== WRITTEN INSTRUCTION ==
Pick out and copy every line in the items below that contains the string "wall". Matching is case-sensitive.

-- START EXCERPTED DATA --

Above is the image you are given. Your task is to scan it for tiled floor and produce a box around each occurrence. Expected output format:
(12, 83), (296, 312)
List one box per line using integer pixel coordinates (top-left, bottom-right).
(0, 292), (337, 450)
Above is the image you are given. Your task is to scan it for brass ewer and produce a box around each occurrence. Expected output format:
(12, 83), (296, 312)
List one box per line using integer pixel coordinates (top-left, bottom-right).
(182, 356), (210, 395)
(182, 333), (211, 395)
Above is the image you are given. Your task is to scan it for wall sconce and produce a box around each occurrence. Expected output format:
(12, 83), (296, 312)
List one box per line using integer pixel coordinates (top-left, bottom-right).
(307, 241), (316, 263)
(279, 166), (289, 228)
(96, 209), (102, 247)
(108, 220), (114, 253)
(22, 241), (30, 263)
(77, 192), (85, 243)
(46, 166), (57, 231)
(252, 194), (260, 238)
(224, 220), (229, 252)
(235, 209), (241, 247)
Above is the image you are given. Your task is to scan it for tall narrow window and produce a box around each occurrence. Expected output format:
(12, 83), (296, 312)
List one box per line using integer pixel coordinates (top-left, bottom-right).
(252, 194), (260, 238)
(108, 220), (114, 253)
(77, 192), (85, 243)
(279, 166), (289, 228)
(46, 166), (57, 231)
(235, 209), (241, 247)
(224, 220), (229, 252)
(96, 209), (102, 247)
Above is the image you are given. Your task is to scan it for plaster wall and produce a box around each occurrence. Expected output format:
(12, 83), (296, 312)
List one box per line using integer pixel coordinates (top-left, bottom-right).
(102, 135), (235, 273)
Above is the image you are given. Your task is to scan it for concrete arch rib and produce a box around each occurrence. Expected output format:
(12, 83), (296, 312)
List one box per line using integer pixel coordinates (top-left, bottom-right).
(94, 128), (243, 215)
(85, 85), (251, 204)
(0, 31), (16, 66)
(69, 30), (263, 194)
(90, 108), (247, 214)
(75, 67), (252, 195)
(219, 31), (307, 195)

-- END EXCERPTED DATA --

== SOLUTION TO THIS TASK ==
Above is the image you are given. Your task is to scan it for wall sconce and produce a box around each occurrence. Expected output format:
Above is the image you are given. Your task is to scan it for plaster wall and produce a box around each occurrence. Expected output format:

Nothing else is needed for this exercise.